→ **本文抜粋**:
::::

災害が起きたとき、自らの身を守るためにとっさの避難が必要となります。
屋外の防災看板は、そうした避難行動に役立つ情報を提供する案内です。では、具体的に避難行動をサポートするには何が必要となるのでしょうか?また、それに適した防災看板とはどのようなものなのでしょうか?
このページでは、屋外の防災看板について詳しくご紹介します。
避難行動が必要となる自然災害
自然災害が起こった場合は、安全な場所に身を移すことが求められます。
このうち、事前に被害が予測される災害は天気予報などで規模を確認しつつ、自治体から避難勧告が出た際はすぐに行動に移せるよう準備しておきましょう。
予測可能な災害とは、例えば、台風、大雨、洪水などが挙げられます。天気予報などで情報を入手できます。一方、事前の予測ができない災害もあります。地震、津波、火災、土砂崩れなどです。予測ができない災害ほど準備に時間を掛けられず、避難が難しくなります。
自然災害の種類と対処法の詳細は以下のリンクをご参照ください
各種自然災害がなぜ発生するのか。また、その対処法についての詳しい情報はこちらでご紹介しています。

::::

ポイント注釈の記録
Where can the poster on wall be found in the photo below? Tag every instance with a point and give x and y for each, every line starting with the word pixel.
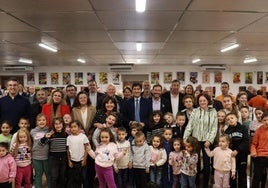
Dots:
pixel 42 77
pixel 66 78
pixel 91 76
pixel 116 78
pixel 78 78
pixel 181 77
pixel 259 77
pixel 266 77
pixel 30 78
pixel 54 78
pixel 236 77
pixel 217 77
pixel 103 78
pixel 154 77
pixel 193 77
pixel 205 77
pixel 167 77
pixel 248 77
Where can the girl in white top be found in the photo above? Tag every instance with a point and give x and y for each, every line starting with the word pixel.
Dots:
pixel 175 160
pixel 158 158
pixel 21 151
pixel 105 155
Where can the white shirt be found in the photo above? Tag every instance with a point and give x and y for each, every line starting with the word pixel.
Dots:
pixel 174 104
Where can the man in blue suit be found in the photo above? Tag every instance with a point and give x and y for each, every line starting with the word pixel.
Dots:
pixel 136 109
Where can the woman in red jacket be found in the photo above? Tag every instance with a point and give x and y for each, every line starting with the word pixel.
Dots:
pixel 56 107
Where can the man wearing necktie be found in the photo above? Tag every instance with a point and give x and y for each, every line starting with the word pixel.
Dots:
pixel 136 109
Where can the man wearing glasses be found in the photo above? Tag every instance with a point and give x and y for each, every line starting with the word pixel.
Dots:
pixel 14 106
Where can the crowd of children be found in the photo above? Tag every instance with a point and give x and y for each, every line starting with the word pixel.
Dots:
pixel 159 158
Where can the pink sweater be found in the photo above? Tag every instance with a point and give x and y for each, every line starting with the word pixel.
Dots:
pixel 223 161
pixel 106 154
pixel 8 168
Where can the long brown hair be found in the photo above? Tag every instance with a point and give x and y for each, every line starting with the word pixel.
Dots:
pixel 17 142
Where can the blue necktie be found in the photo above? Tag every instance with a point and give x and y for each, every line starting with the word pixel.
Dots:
pixel 137 110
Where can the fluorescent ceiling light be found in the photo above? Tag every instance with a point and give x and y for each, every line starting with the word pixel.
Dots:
pixel 229 48
pixel 24 60
pixel 48 47
pixel 139 46
pixel 140 5
pixel 196 60
pixel 250 60
pixel 81 60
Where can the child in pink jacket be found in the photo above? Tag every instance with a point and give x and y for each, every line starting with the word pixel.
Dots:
pixel 7 165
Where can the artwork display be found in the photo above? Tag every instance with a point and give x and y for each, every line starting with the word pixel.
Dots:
pixel 259 77
pixel 181 77
pixel 30 78
pixel 78 78
pixel 248 77
pixel 91 76
pixel 167 77
pixel 66 78
pixel 54 78
pixel 193 77
pixel 206 77
pixel 154 77
pixel 217 77
pixel 42 78
pixel 236 77
pixel 103 78
pixel 116 78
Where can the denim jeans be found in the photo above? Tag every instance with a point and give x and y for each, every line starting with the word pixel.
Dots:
pixel 40 167
pixel 121 178
pixel 187 181
pixel 57 171
pixel 156 175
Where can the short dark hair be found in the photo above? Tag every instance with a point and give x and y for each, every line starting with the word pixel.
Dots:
pixel 4 145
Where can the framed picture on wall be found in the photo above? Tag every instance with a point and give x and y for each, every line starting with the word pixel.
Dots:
pixel 30 78
pixel 236 77
pixel 193 77
pixel 218 77
pixel 205 77
pixel 154 77
pixel 54 78
pixel 42 77
pixel 91 76
pixel 78 78
pixel 167 77
pixel 259 77
pixel 266 77
pixel 248 77
pixel 181 77
pixel 116 78
pixel 66 78
pixel 103 78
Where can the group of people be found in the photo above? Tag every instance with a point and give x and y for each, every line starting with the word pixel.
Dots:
pixel 145 139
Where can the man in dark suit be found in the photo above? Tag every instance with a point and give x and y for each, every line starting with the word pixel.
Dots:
pixel 93 93
pixel 129 108
pixel 216 104
pixel 158 102
pixel 71 92
pixel 110 91
pixel 174 98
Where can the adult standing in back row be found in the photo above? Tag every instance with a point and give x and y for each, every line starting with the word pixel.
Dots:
pixel 14 106
pixel 174 97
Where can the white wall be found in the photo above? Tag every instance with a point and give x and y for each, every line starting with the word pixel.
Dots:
pixel 145 69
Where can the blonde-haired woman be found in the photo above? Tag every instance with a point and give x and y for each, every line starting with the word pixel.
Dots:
pixel 56 106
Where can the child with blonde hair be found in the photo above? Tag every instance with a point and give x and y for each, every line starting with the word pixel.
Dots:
pixel 22 153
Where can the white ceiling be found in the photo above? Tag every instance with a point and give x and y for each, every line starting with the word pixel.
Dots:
pixel 103 32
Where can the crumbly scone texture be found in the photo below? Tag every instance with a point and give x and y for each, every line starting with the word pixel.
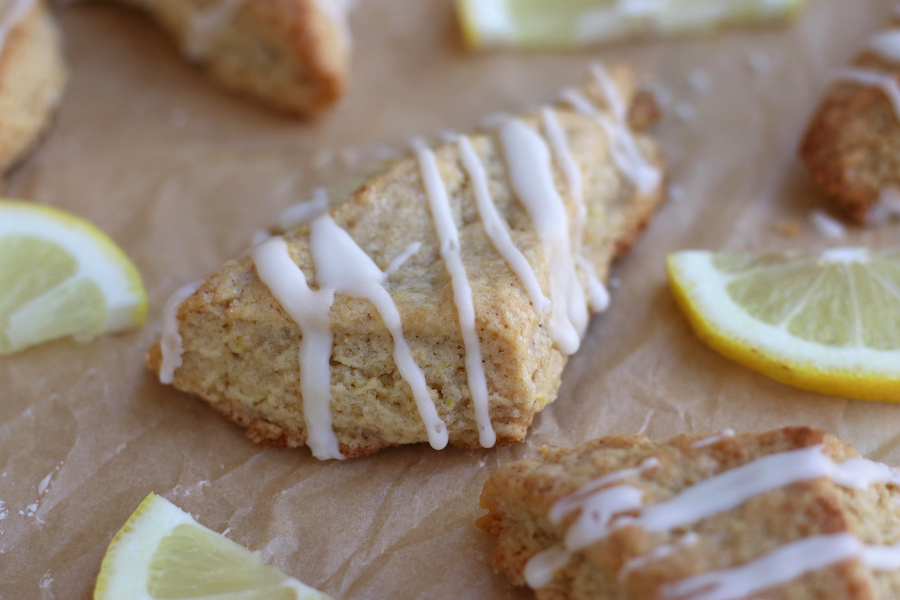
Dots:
pixel 291 54
pixel 241 348
pixel 33 76
pixel 519 496
pixel 852 143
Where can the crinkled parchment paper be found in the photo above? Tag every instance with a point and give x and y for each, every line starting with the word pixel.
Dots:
pixel 181 174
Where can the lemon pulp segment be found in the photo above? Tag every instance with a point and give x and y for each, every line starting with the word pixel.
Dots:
pixel 573 23
pixel 61 277
pixel 161 553
pixel 827 322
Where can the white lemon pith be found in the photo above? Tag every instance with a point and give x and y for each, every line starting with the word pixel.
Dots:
pixel 827 322
pixel 60 276
pixel 162 553
pixel 573 23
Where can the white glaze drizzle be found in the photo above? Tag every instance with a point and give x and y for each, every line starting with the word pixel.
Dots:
pixel 170 341
pixel 622 144
pixel 496 229
pixel 203 26
pixel 726 433
pixel 782 565
pixel 311 310
pixel 304 212
pixel 884 82
pixel 658 553
pixel 777 567
pixel 448 235
pixel 576 500
pixel 341 267
pixel 531 176
pixel 597 292
pixel 886 44
pixel 719 493
pixel 12 17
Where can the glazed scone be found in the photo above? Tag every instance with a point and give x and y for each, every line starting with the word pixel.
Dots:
pixel 792 513
pixel 32 75
pixel 852 143
pixel 240 345
pixel 290 54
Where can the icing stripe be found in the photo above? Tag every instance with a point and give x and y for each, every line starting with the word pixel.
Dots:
pixel 304 212
pixel 775 568
pixel 341 266
pixel 170 342
pixel 576 501
pixel 597 292
pixel 496 229
pixel 311 310
pixel 531 176
pixel 622 144
pixel 719 493
pixel 462 290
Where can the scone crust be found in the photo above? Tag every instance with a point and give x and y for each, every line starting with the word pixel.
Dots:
pixel 518 498
pixel 288 54
pixel 851 147
pixel 241 347
pixel 33 76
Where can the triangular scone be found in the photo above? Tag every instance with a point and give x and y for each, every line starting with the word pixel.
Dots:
pixel 32 75
pixel 240 347
pixel 291 54
pixel 791 513
pixel 852 143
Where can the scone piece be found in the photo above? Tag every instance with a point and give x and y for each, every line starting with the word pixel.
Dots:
pixel 852 143
pixel 787 514
pixel 32 76
pixel 240 347
pixel 291 54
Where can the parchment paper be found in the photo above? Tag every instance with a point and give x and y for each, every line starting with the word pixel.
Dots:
pixel 181 174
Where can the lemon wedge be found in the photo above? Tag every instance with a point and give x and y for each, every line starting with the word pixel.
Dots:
pixel 162 553
pixel 573 23
pixel 59 277
pixel 827 322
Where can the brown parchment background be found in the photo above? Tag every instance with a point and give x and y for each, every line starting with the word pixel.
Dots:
pixel 180 174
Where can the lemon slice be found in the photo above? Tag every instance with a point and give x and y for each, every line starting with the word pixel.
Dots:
pixel 573 23
pixel 162 553
pixel 827 322
pixel 60 276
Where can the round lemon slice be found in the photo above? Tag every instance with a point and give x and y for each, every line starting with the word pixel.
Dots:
pixel 574 23
pixel 59 277
pixel 827 322
pixel 162 553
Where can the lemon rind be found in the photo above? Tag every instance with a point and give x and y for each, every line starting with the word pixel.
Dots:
pixel 860 373
pixel 132 548
pixel 98 256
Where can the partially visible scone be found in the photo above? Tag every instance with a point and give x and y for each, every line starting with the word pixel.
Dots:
pixel 787 514
pixel 240 346
pixel 291 54
pixel 852 143
pixel 32 76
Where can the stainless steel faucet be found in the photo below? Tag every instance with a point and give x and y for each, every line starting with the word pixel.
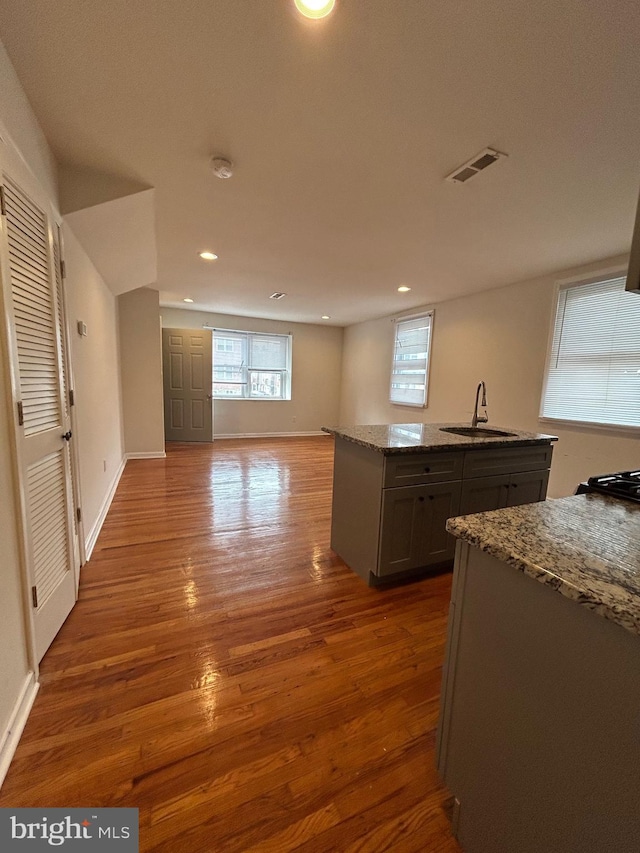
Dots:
pixel 479 419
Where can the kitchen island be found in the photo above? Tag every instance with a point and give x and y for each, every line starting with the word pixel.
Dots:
pixel 395 486
pixel 539 732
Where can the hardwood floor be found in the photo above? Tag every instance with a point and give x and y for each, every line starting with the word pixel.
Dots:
pixel 227 674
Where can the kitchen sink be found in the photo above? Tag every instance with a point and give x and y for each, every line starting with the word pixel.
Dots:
pixel 478 432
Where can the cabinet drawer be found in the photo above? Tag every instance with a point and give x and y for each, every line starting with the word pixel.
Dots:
pixel 485 463
pixel 415 468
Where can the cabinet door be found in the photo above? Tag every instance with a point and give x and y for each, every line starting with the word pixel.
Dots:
pixel 442 501
pixel 484 493
pixel 413 526
pixel 527 488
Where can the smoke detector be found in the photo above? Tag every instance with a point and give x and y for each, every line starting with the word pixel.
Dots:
pixel 471 168
pixel 221 167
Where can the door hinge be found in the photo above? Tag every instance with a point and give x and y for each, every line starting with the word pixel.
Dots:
pixel 455 818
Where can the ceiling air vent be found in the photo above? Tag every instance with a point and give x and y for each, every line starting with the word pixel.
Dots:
pixel 476 164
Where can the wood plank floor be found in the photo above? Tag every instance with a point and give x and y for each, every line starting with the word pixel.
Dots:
pixel 227 674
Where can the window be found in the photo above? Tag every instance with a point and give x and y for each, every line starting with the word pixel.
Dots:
pixel 251 365
pixel 410 369
pixel 593 373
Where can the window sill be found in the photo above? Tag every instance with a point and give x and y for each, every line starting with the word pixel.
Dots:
pixel 598 427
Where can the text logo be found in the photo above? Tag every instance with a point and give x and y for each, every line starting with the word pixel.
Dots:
pixel 79 830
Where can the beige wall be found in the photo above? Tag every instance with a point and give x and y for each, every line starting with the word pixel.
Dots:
pixel 96 380
pixel 499 336
pixel 141 357
pixel 19 128
pixel 317 358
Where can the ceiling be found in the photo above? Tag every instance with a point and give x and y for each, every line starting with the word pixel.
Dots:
pixel 341 132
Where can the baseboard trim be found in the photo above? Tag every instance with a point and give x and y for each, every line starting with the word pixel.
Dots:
pixel 17 721
pixel 149 455
pixel 266 435
pixel 104 509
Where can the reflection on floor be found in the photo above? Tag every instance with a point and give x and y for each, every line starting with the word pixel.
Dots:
pixel 227 674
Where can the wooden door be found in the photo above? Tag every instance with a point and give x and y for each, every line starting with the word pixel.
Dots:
pixel 481 494
pixel 32 292
pixel 187 383
pixel 413 523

::::

→ **課題一覧**:
(A) 屋外の防災看板についての本文から、「このうち、事前に被害が予測さ」から「はこちらでご紹介しています。」までを一字も変えずに書き出しなさい。
(B) 屋外の防災看板についての本文を、最後の文に続けて書き進めなさい。

→ **解答**:
(A)
このうち、事前に被害が予測される災害は天気予報などで規模を確認しつつ、自治体から避難勧告が出た際はすぐに行動に移せるよう準備しておきましょう。
予測可能な災害とは、例えば、台風、大雨、洪水などが挙げられます。天気予報などで情報を入手できます。一方、事前の予測ができない災害もあります。地震、津波、火災、土砂崩れなどです。予測ができない災害ほど準備に時間を掛けられず、避難が難しくなります。
自然災害の種類と対処法の詳細は以下のリンクをご参照ください
各種自然災害がなぜ発生するのか。また、その対処法についての詳しい情報はこちらでご紹介しています。

(B)
避難行動の手順
次に、災害発生時の避難行動について見ていきたいと思います。
実際に避難行動と聞いてどんなことを思い浮かべるでしょうか。多くの方は、学校や職場で実施される「避難訓練」のイメージを想定されることでしょう。
避難訓練
避難訓練は災害発生を仮定した行動として、広く認知が共有されています。
災害時にどういった行動をとるべきか、何をすればよいのかを演習形式で学ぶことができます。一方、避難訓練が特定のエリアおよび時間軸で完結するのに対して、実際の避難行動は避難所までの動きや目的地などが与えられている訳ではありません。
災害時に臨機応変に動けるかどうかは、知識の豊富さや災害への意識によって違ってきます。
具体的な避難行動の手順
そこで、以下に避難行動の手順についてご紹介します。
1.災害から身を守る
まず、災害が発生した場合は身の安全を第一に考えます。地震であれば、揺れが収まるまで机の下などに潜り込みます。とっさに逃げ出すとかえって危険な状態に遭ってしまうことがあるため、落ち着いて現状を認識しましょう。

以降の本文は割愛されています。